--- ZADANIE DO WYKONANIA ---
Przepisz bez zmian wiersze z poniższych wpisów: zacznij od wiersza, w którym jest „base, one point per instance.”, i skończ na wierszu, w którym jest „[[677, 611], [219, 525], [614, 758], [682, 748], [10, 612]]”, włączając oba.

--- PODANE WPISY ---
___

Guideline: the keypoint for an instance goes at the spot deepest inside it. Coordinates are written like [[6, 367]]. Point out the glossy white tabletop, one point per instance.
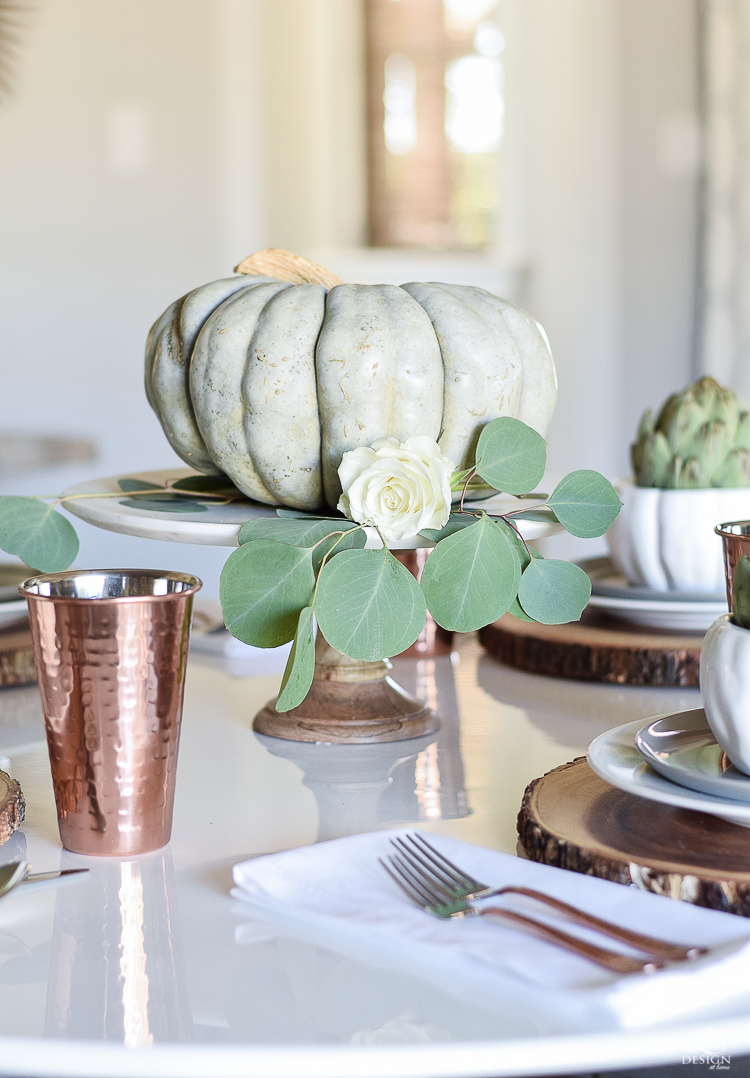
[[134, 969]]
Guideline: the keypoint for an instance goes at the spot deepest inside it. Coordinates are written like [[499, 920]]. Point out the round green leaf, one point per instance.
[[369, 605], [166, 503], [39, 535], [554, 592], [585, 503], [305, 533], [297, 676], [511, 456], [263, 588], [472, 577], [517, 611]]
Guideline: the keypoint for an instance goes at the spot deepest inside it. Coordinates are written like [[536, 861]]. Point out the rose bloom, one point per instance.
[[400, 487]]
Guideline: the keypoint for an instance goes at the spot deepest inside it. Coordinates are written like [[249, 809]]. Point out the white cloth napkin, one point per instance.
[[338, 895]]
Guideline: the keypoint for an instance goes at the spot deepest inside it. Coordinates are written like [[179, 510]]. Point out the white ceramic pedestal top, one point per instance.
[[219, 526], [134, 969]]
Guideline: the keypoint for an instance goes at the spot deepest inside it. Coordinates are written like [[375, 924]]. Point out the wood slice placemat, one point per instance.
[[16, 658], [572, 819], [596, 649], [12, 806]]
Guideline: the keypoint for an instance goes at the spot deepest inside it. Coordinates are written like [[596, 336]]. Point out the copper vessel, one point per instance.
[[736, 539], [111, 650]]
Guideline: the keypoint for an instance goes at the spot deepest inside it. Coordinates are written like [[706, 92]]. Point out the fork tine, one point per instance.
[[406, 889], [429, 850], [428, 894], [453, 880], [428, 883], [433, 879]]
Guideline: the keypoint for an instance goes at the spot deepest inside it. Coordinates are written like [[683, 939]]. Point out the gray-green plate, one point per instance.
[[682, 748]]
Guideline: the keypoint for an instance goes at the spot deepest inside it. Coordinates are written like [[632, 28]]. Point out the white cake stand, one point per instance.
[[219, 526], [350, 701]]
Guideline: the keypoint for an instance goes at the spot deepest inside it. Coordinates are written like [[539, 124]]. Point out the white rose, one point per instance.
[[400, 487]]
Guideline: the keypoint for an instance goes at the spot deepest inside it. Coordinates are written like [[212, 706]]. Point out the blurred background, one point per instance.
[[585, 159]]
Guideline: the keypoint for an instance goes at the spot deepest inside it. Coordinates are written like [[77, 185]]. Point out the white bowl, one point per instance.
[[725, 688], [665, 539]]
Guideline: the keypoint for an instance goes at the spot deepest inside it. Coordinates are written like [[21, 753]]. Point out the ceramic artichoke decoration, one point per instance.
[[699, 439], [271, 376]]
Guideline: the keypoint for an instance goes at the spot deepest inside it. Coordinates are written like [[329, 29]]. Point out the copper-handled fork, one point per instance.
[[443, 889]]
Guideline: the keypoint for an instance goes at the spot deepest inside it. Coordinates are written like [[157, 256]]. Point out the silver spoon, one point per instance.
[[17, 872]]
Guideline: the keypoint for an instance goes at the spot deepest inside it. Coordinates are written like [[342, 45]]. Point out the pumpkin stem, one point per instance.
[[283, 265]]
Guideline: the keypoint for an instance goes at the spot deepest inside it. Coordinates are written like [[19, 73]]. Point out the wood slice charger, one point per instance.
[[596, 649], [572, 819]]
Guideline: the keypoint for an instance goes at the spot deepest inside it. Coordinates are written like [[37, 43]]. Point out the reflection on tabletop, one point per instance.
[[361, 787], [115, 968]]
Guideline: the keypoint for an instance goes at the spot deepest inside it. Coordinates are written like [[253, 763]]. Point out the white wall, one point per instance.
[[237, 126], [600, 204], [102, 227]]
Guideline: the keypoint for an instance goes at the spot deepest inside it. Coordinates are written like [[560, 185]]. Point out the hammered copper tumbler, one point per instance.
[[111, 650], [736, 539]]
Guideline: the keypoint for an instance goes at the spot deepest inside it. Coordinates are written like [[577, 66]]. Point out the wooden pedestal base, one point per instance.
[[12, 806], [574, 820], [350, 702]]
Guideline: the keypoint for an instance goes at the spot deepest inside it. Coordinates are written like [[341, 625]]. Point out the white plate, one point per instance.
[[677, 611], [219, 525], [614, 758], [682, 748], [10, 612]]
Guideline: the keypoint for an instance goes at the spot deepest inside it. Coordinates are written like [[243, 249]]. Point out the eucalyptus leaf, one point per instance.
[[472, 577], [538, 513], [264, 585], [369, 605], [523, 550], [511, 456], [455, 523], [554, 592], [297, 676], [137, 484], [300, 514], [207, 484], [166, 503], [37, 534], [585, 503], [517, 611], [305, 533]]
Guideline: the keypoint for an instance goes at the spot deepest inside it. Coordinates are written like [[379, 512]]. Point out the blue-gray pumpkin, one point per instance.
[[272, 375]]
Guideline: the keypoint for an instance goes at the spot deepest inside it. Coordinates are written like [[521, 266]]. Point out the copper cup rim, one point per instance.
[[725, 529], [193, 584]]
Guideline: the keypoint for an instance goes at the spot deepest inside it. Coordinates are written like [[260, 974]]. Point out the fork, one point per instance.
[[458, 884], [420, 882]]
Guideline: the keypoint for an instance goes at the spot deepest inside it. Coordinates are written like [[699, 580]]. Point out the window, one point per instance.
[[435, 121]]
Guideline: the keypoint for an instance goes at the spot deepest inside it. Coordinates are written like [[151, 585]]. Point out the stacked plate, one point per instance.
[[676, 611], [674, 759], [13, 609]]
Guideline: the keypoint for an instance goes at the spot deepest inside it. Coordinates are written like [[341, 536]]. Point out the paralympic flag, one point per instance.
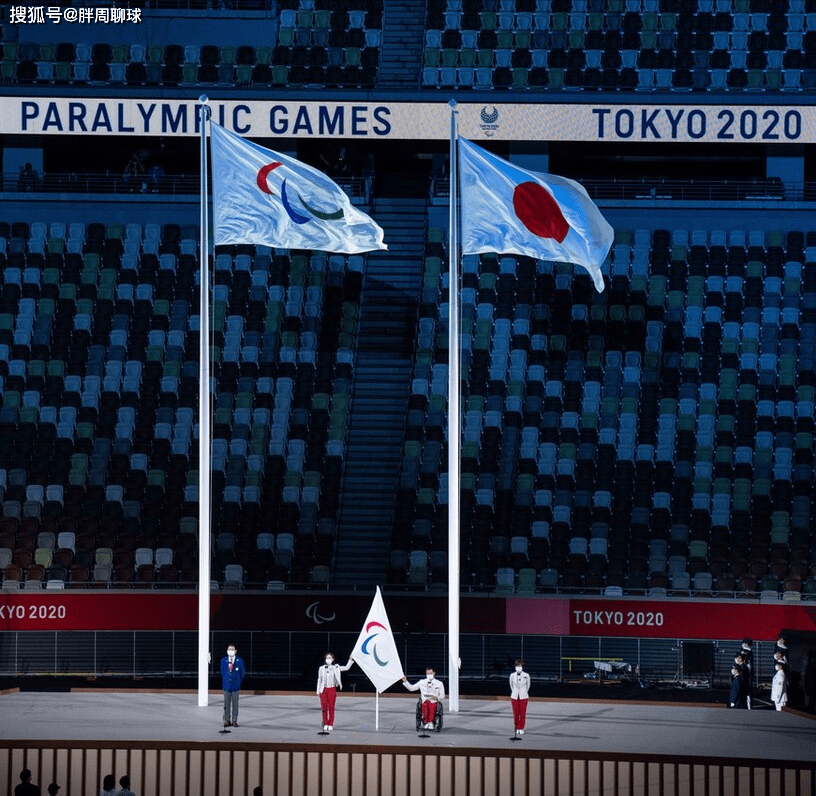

___

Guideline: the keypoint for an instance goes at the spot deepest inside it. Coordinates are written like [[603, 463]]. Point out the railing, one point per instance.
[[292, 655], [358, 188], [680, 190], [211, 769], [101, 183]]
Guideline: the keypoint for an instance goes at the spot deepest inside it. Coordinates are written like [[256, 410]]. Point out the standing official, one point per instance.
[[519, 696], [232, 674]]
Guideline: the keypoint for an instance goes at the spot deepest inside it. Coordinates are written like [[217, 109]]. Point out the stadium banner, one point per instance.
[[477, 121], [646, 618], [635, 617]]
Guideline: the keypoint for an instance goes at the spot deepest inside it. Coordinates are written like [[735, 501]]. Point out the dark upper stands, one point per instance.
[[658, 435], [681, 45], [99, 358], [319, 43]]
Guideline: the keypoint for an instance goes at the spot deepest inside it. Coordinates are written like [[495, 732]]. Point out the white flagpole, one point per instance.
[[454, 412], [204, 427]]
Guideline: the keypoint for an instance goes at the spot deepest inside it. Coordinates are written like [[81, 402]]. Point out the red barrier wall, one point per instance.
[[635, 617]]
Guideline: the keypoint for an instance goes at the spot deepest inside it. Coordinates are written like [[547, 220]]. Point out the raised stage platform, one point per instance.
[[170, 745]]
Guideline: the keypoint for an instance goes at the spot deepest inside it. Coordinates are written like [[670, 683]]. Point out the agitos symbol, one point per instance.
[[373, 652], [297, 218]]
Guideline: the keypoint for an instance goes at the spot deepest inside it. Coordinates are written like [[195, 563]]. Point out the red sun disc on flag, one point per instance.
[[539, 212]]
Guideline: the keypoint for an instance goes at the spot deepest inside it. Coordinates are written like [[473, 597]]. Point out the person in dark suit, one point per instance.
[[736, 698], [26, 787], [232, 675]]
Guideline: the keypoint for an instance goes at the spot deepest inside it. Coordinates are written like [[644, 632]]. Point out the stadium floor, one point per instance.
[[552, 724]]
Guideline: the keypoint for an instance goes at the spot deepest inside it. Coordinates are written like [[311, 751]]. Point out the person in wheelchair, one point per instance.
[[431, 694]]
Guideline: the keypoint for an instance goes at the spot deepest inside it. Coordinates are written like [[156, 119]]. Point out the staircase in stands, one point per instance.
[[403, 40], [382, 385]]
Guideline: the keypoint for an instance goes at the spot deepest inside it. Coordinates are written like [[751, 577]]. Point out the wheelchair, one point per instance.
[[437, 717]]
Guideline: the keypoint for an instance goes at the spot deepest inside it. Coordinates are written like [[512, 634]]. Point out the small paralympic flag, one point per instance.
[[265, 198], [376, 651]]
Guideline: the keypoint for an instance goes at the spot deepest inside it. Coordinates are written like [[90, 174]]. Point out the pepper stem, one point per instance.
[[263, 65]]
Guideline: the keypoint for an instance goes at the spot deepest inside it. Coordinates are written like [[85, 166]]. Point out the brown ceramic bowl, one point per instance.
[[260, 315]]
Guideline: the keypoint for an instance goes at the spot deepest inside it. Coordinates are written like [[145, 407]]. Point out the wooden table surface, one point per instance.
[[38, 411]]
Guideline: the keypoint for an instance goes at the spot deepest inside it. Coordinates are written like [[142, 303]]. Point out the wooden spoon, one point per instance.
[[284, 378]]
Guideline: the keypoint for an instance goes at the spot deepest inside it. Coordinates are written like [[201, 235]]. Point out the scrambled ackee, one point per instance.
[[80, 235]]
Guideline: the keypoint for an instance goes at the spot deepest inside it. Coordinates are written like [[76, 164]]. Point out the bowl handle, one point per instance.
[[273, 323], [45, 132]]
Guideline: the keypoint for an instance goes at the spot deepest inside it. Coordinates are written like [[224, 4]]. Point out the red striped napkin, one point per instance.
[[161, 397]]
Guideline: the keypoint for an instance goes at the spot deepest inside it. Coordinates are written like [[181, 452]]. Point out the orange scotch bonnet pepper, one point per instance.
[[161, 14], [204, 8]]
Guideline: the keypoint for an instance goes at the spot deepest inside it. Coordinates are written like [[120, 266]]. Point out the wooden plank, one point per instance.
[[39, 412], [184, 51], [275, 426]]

___

--- ODPOWIEDŹ NA ZADANIE ---
Guideline: the keypoint for an instance goes at the spot deepest inside it. Coordinates are written like [[577, 66]]. Point out the wooden pedestal base, one point per instance.
[[12, 806], [574, 820], [350, 702]]
Guideline: the keypoint for an instance goes at the spot deepest inside it. Coordinates are written like [[341, 625]]. Point out the white plate, one point per instance.
[[677, 611], [219, 525], [614, 758], [682, 748], [10, 612]]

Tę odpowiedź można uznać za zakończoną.